Written instruction 1 → Identify every row below that contains the word "truck", and copy each such row in full. Case counts.

It’s worth noting that for all of the tension that the striving for meaning spawns, it is this very progress that generates the seeds to human happiness. Again the wise words of Victor Frankl:
“To the European, it is a characteristic of the American culture that, again and again, one is commanded and ordered to ‘be happy.’ But happiness cannot be pursued; it must ensue. One must have a reason to ‘be happy.’ Once the reason is found, however, one becomes happy automatically. As we see, a human being is not one in pursuit of happiness but rather in search of a reason to become happy, last but not least, through actualizing the potential meaning inherent and dormant in a given situation” (p.138).
How similar is this reflection to the teaching of the great German Torah sage, Rabbi Samson Rafael Hirsch zt’’l (1808-1888), who taught in his commentary to the Chumash (Devarim 4:1) that the word simcha, “happiness,” is etymologically related to the word tzmicha, “growth.” The concept is that one cannot achieve the state of happiness by pursuing happiness directly, as happiness is not a product in and of itself. Happiness is, rather, the natural byproduct of, and emotional response to, the experience of human growth.
The time has come, then, for us to reconsider our emotionally-fraught relationship with tension-filled meaning, if for no better reason than the selfish pursuit of our very own happiness.

Stored data →
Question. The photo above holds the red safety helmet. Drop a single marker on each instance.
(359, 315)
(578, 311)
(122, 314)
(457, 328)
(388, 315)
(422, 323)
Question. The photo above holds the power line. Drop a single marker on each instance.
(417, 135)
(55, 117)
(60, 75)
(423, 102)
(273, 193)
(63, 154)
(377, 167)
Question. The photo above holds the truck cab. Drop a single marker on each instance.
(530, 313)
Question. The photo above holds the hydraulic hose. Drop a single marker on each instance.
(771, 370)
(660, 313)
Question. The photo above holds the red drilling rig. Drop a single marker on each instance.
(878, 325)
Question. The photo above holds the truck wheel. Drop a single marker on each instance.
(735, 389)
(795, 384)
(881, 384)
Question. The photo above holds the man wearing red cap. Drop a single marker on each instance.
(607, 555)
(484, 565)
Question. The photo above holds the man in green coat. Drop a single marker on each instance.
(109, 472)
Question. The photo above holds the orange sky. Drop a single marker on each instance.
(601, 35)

...

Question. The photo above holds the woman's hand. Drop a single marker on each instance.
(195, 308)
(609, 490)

...

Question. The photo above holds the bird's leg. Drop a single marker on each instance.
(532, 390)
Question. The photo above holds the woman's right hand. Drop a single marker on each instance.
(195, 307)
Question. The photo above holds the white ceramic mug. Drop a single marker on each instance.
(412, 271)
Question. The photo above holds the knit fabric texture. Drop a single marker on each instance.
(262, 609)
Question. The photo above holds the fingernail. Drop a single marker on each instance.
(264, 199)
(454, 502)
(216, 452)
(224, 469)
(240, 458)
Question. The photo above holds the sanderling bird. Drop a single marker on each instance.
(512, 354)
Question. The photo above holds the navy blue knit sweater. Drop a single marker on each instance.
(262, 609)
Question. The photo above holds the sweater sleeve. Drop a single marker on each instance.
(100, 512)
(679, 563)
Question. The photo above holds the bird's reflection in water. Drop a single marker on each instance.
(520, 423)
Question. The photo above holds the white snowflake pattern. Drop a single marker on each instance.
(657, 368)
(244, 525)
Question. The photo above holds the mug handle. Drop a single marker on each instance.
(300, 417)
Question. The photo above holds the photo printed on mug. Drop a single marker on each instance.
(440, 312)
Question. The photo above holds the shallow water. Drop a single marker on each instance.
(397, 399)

Written instruction 2 → In the passage on happiness, which word does Rabbi Samson Rafael Hirsch link etymologically to simcha?

Full response 1 →
Question. The photo above holds the truck cab. Drop a single marker on each instance.
Question. The photo above holds the truck wheel. Drop a single marker on each instance.

Full response 2 → Tzmicha, meaning "growth."